PASSAGE TO READ:
* Begin *
Monday, 27 June 2011

Alt.Fiction 2011: Cakes, Raffles and the Shepard Shuffle

Things I learnt about at this weekend’s Alt.Fiction: the direction of modern science-fiction, John Wayne, 1980s toy related comics, memetic theory in relation to religion and mythology, the Gordon the Gopher novel, waxed moustaches, Thai food, and… lots of other great stuff.

 

Alt.Fiction is like that. It’s a whirling multicoloured pinball machine of an event, where you bounce wildly from one interesting talk to another- whether that’s in a panel, a podcast or just by the bar while you’re drinking a cider. I think this is why it is regarded as one of the friendliest of conventions, the one where you make new friends in a short space of time and have more giggles over the drawing of a raffle than is strictly healthy.

 

In my opinion the real heroes of Alt.Fiction* are those writerly people (I’m including all manner of authors, publishers and publicists here) who probably were amazingly busy and probably did have a hundred people they had to meet up with but still stopped to say hello and have a natter. It’s easy for the writer at the beginning of his or her career to feel like publishing is a big exclusive circus on the moon with clowns made of gold, where everyone already knows each other and you are a tiny orphan child with a homemade t-shirt saying “I luv cirkuses”: the publishing people who pause to make the experience an inclusive, positive one are absolute stars and I cannot praise them enough.

 

I was involved in two podcasts this weekend and was pleased (and slightly alarmed) at the number of people who turned up for both, even the one on Sunday when we must all have had thumping headaches and delicate stomachs. Big thanks to Adam Christopher and Kim Lakin-Smith who spoke more sense about steampunk than I was capable of, and much slightly hungover gratitude to the lovely Jenni Hill, Mark Charon Newton and Graham McNeill who were all utterly charming and gave me an excuse to blather on about video games. Adele Wearing and Vincent Holland-Keen kept the whole thing running smoothly with style and panache, and indeed were true podcasting heroes.

 

Other highlights include meeting up with twitter buddies Andrew Reid (@mygoditsraining) and Hollie Chapman (@holliechapman86); talking to Graham McNeill about Dragon Age 2; the Mythology in Writing podcast where a brass band attempted to upstage the panel; and Dave Moore’s impromptu grammar demonstration over sticky rice. There were loads of other great moments but I think I’ll need a few days for my brain to process them all, and indeed I wish I’d had the good sense to bring a camera- a few pictures would have helped me remember everything beyond the haze of coffee and alcohol.

 

Looking forward to next year already!

 

*the bar staff were also heroes.

Tuesday, 21 June 2011

The Meaning of Steampunk

I was watching the eddies of conversation collide today on twitter, as you do, and I spotted a mini steampunk discussion. Given that I’ll be involved in a podcast on the subject this Saturday at Alt.Fiction, it caught my eye and now has me contemplating the actual meaning of the term “steampunk”.

            Adam Christopher (also podcasting on goggles and airships this weekend) mentioned that he couldn’t see how The Anubis Gates was a steampunk book, as there are no steam-based technologies in the story. In fact, the catalyst behind what is, quite frankly, a fantastic book is ancient Egyptian magic and time travel (also magical) that has nothing to do with Victorian steam-tech at all.
* End *
ENTRIES SUPPLIED:
* Begin *
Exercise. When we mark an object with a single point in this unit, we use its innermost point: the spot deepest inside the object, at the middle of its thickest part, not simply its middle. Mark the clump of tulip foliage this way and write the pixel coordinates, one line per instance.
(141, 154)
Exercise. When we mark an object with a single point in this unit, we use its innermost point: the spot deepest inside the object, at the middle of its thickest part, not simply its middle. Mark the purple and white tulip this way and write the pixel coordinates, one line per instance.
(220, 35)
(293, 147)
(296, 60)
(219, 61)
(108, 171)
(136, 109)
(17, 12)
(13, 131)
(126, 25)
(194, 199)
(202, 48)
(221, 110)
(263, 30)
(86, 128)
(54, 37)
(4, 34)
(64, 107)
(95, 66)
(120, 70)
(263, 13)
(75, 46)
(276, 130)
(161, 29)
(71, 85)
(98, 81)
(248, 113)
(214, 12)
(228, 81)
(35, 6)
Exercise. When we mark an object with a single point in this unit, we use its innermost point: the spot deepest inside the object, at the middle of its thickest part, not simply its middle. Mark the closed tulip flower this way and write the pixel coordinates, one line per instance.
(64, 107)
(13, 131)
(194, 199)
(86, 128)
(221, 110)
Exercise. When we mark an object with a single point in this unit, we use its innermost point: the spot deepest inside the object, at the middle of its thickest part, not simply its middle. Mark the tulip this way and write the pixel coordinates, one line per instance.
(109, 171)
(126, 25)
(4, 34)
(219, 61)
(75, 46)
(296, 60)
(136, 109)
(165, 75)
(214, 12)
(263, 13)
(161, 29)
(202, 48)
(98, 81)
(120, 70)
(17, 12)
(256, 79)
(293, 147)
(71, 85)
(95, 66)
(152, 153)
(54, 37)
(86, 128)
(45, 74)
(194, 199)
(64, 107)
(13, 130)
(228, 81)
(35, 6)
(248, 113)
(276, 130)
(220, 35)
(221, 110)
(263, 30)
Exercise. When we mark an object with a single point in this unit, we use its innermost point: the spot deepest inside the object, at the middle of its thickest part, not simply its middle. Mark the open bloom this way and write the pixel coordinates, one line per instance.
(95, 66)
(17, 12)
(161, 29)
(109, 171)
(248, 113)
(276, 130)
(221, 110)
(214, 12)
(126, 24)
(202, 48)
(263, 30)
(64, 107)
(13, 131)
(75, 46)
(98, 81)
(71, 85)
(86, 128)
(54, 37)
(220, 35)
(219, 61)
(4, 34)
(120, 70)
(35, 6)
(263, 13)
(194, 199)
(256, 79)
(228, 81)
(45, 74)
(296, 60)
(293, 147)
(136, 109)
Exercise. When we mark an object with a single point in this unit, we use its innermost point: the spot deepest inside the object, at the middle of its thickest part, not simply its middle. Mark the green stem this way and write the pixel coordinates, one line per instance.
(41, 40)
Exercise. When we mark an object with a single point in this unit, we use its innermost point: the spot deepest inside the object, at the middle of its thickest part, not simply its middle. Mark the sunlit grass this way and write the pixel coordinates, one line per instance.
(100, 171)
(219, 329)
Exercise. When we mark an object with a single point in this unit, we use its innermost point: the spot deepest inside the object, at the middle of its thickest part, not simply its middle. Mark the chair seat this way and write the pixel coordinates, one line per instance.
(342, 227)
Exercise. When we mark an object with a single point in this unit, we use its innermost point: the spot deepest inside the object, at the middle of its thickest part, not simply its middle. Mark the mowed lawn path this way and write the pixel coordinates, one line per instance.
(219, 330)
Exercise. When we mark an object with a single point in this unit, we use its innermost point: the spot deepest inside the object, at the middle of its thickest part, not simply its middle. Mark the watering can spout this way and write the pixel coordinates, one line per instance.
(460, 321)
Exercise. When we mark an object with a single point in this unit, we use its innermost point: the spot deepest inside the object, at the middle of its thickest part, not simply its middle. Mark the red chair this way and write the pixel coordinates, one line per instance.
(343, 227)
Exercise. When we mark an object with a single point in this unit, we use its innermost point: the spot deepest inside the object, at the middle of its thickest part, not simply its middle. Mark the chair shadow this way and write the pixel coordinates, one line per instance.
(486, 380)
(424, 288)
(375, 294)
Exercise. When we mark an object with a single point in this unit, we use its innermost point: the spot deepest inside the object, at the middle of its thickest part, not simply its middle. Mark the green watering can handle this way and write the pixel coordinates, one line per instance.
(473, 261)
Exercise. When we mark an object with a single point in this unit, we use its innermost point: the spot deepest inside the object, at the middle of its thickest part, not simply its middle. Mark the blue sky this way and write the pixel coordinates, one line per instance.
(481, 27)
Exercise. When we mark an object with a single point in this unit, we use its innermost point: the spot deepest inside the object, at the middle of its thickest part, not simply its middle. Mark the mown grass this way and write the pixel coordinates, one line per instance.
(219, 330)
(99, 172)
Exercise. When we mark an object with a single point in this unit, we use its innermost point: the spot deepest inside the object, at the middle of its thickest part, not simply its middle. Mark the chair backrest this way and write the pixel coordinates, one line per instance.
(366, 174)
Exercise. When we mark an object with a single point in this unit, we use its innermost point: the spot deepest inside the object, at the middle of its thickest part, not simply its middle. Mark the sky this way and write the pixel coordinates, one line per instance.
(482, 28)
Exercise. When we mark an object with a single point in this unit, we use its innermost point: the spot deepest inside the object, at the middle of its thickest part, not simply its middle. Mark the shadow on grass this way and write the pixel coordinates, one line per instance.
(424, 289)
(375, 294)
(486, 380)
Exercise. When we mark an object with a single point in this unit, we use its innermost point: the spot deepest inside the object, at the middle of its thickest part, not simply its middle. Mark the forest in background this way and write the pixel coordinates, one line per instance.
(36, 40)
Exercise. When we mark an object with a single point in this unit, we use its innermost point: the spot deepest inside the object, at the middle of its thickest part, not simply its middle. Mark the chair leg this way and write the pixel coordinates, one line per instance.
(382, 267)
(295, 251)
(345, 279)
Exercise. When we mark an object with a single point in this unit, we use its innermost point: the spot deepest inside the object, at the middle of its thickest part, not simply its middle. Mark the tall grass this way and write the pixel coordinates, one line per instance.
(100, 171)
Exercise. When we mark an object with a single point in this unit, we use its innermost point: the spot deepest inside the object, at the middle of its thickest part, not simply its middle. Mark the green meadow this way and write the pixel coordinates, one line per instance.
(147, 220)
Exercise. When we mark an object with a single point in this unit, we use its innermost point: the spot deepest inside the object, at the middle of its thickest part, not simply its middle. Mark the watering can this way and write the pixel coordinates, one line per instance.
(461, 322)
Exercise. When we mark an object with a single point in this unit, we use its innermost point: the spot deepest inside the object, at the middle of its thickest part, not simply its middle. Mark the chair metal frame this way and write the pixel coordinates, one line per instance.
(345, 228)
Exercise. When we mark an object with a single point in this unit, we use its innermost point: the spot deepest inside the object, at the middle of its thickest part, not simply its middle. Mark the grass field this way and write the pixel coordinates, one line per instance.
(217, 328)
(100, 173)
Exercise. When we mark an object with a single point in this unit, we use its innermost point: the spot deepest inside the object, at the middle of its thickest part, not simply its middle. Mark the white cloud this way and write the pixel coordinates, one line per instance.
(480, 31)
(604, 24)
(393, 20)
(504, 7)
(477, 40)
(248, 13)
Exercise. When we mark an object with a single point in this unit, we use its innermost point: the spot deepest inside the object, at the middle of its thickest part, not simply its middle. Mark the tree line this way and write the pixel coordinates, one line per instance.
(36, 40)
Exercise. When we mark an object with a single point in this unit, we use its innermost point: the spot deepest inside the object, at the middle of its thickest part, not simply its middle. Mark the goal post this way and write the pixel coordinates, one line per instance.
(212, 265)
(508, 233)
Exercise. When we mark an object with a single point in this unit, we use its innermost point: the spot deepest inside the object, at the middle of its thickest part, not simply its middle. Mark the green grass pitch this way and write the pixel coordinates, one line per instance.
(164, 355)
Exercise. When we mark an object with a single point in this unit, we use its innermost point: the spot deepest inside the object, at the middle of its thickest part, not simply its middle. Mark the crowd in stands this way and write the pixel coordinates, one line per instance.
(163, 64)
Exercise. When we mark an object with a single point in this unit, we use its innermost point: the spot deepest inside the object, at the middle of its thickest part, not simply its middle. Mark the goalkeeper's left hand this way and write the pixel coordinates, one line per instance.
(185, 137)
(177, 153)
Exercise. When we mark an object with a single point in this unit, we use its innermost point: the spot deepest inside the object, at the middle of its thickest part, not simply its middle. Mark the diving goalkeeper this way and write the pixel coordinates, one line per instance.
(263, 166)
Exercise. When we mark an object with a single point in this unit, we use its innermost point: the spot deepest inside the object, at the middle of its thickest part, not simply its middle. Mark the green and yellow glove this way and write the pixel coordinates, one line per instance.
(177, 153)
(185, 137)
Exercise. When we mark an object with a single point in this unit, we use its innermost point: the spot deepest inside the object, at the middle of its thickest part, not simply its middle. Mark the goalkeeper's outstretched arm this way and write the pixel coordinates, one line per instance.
* End *
* Begin *
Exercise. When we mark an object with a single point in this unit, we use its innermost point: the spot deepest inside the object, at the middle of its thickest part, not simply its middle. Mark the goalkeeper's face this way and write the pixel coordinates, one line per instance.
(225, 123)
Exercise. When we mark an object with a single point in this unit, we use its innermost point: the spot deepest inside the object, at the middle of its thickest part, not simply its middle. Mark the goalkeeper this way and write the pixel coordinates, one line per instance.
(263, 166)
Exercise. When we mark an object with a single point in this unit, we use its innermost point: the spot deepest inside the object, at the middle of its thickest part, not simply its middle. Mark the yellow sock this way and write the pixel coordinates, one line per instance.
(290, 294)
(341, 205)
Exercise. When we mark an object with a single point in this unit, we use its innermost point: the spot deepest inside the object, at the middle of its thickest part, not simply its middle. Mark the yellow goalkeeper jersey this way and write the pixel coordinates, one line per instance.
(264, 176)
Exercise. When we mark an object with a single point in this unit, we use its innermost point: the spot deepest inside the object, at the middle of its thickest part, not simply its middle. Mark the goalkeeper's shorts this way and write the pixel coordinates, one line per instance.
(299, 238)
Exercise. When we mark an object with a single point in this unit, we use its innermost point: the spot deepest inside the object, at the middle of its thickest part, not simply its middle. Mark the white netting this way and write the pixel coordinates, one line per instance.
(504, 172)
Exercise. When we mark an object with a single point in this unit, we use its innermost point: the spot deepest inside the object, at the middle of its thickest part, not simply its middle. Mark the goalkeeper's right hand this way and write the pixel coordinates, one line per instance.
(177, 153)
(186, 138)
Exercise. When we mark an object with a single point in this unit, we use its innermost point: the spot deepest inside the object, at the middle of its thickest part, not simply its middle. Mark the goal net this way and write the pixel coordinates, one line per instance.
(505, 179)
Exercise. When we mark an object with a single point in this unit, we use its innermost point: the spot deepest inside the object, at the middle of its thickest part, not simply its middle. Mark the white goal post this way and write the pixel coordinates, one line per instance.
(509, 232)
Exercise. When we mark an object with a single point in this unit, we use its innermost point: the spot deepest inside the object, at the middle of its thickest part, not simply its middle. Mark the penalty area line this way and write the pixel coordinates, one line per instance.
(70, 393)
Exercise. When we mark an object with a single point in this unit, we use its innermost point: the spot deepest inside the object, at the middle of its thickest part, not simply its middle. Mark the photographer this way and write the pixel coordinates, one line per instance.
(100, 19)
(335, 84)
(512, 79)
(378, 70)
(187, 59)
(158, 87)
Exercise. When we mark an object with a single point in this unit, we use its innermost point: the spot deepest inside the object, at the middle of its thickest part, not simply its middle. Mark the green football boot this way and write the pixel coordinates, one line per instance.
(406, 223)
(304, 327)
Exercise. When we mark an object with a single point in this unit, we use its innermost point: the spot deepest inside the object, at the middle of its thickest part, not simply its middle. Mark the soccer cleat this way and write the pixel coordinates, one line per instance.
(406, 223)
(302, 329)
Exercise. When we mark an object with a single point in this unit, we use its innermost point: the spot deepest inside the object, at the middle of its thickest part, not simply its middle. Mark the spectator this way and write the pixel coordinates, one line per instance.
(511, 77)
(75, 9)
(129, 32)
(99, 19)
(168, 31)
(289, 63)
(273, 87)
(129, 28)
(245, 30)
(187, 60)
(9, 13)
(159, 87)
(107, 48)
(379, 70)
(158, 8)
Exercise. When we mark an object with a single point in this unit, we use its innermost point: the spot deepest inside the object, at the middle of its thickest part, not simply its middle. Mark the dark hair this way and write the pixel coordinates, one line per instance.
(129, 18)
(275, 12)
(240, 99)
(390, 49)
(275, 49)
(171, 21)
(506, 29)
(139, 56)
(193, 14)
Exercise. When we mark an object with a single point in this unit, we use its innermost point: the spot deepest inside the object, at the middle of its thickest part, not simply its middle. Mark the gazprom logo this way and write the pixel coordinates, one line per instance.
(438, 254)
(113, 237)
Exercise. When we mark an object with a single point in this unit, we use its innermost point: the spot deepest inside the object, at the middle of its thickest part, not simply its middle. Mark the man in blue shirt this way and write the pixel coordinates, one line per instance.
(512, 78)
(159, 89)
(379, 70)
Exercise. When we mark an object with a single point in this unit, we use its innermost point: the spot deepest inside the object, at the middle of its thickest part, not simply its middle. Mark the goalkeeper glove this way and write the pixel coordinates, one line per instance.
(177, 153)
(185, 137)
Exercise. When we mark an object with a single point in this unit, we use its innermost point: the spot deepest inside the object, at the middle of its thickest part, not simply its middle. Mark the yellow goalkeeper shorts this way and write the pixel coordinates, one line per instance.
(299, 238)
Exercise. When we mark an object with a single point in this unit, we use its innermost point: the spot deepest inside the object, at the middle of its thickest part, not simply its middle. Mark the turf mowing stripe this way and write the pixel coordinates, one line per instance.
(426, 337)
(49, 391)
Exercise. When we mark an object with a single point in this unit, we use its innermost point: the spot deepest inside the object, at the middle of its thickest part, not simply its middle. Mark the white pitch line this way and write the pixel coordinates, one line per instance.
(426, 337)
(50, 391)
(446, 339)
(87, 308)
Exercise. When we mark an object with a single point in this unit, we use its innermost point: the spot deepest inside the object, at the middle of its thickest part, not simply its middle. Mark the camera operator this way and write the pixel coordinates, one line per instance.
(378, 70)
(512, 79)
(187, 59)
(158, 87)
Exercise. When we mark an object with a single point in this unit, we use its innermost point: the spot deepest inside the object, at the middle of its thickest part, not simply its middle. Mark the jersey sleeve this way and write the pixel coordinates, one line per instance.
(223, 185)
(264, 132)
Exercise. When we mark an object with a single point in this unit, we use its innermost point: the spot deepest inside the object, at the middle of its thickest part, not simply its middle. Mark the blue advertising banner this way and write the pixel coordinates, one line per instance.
* End *
* Begin *
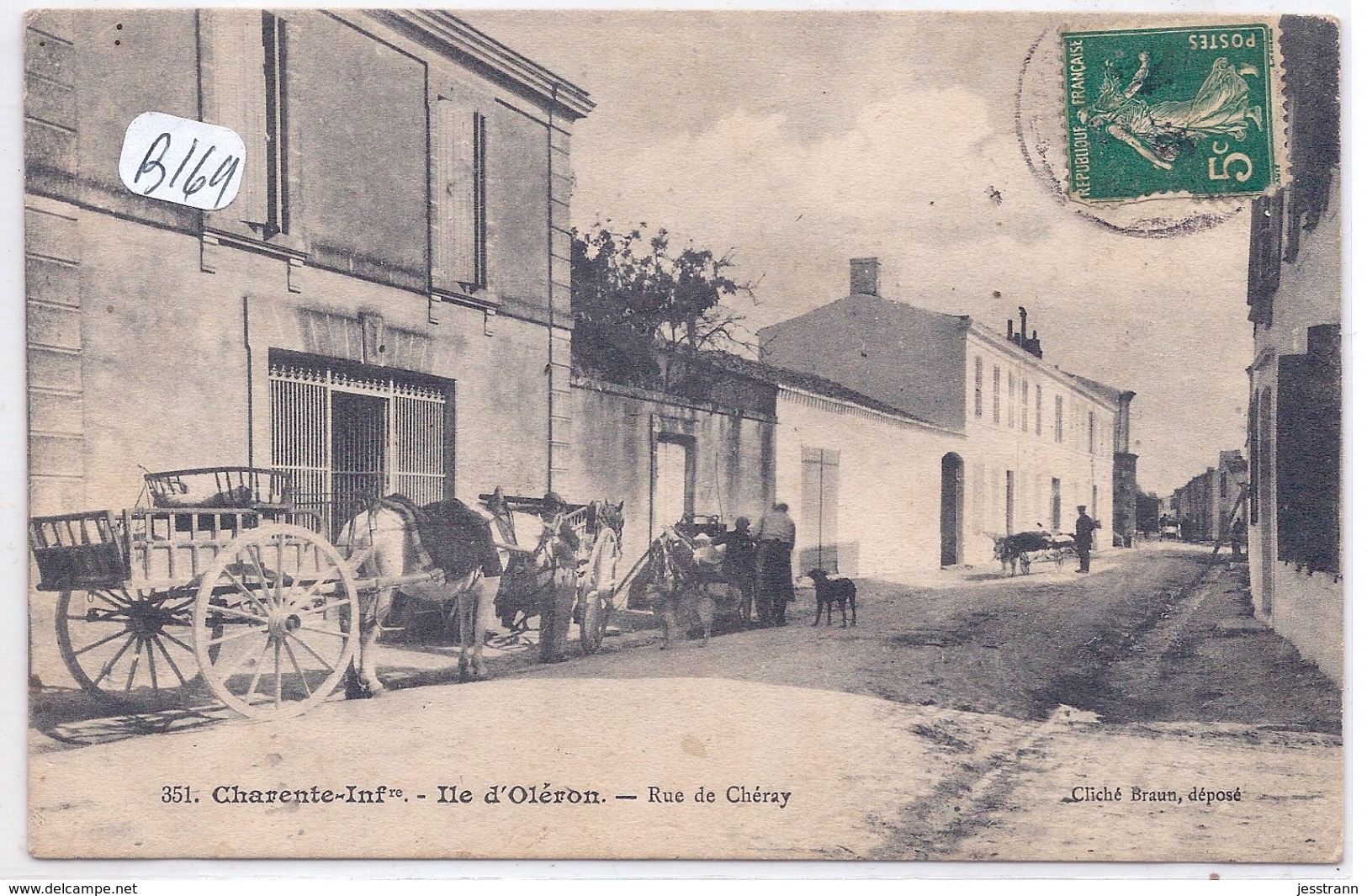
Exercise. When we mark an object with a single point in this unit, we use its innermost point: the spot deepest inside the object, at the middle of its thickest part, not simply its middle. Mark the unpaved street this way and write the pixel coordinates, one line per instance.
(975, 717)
* End *
SET PROBLEM: Name every person mentioned in the blog page's paragraph that begins "I was involved in two podcasts this weekend." The listing comes from a source unrelated to the blog page.

RESULT OF THE EXERCISE: Adam Christopher, Kim Lakin-Smith, Jenni Hill, Mark Charon Newton, Graham McNeill, Adele Wearing, Vincent Holland-Keen